[START OF PASSAGE PROVIDED]
If so, I’ll just disable it outright. Let me know.
Ripper X says
Usually I really try to avoid dungeons unless I KNOW that everybody will make it. City adventures are easy to accommodate any number of players, but of course this isn’t always possible. My group is pretty heavy into the Roleplaying, which makes running 2 characters impossible, and I’m normally to busy with my bad guys to be running an NPC PC, you can either make them follow the party with them mysteriously ill, or have the folks that showed up go out on a scouting mission, and return to camp at the end of the session.
Two missing players work great for that!
Yet on the same coin, every gaming group needs a break once in a while, hence the ever popular staple of “BAD MOVIE NIGHT” Nothing satisfies a geek more then a creature double feature.
We tried playing boardgames once, RISK. It didn’t turn out that well, I don’t know about your group, but around here we are furiously competitive. Double teaming whoever is ahead, only to turn on your partner when they have a couple more armies then you do. It got bloody around hour 20.
I’ll take “Night of the Atomic Zombies” instead, thank you.
DNAphil says
My gaming group consists of 7 people playing in 3 different campaigns run by 3 different GM’s (each campaign no more than 4 people), in a 3 week rotation. We have two tactics to help us avoid missing sessions. The first is that we have found the one time block, that for us, has the least scheduling problems. That is Sunday nights at 6pm. We found from trial and error, that almost no one has a scheduled event on Sunday nights. We block out 4 hours for gaming, and are able to meet that commitment with a very high rate.
[END OF PASSAGE PROVIDED]
• [INSTRUCTIONS TO FOLLOW]:
Write out the gaming-group comments from "Yet on the same" to "around hour 20." again, substituting "Monopoly" for "RISK".
[START OF DATA ENTRIES]
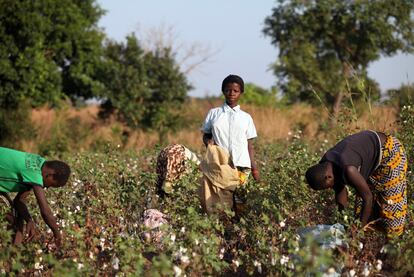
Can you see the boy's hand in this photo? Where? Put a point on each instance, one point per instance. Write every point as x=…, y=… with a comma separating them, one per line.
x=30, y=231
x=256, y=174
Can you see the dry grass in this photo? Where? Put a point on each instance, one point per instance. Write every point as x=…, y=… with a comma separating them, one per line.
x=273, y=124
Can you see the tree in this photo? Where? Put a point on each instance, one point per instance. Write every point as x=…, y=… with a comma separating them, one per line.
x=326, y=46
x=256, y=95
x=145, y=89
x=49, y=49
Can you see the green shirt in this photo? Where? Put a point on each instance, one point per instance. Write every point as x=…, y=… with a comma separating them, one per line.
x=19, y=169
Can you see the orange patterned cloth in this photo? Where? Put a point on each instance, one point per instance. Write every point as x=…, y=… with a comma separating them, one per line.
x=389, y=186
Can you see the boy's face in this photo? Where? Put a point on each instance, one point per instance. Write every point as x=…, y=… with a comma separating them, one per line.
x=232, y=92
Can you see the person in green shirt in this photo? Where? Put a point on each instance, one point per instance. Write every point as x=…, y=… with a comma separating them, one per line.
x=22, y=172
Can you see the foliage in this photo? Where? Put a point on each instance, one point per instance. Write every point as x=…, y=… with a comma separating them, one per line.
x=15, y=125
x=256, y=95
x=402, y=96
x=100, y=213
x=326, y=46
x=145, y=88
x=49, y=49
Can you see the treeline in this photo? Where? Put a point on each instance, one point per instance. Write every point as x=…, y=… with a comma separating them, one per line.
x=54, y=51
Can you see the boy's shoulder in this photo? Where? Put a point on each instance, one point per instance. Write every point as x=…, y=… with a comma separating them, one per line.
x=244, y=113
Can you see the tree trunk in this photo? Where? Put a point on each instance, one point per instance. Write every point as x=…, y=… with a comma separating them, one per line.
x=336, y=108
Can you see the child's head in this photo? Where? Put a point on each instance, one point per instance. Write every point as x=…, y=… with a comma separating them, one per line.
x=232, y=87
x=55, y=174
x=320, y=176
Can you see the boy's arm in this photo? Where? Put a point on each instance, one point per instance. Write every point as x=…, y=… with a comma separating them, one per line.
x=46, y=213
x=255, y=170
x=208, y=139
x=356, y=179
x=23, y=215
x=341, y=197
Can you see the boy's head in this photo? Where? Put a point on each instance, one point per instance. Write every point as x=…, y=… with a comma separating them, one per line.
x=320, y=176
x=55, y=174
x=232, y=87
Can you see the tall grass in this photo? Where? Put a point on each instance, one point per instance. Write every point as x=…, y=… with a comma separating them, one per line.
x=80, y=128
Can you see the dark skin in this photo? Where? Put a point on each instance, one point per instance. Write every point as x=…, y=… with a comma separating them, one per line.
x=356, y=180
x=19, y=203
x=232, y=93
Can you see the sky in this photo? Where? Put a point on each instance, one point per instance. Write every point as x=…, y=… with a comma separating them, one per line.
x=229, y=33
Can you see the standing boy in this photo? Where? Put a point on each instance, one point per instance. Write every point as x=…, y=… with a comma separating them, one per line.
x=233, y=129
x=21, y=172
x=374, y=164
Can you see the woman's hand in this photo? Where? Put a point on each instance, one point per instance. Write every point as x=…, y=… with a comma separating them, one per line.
[END OF DATA ENTRIES]
• [RESPONSE]:
Yet on the same coin, every gaming group needs a break once in a while, hence the ever popular staple of “BAD MOVIE NIGHT” Nothing satisfies a geek more then a creature double feature.
We tried playing boardgames once, Monopoly. It didn’t turn out that well, I don’t know about your group, but around here we are furiously competitive. Double teaming whoever is ahead, only to turn on your partner when they have a couple more armies then you do. It got bloody around hour 20.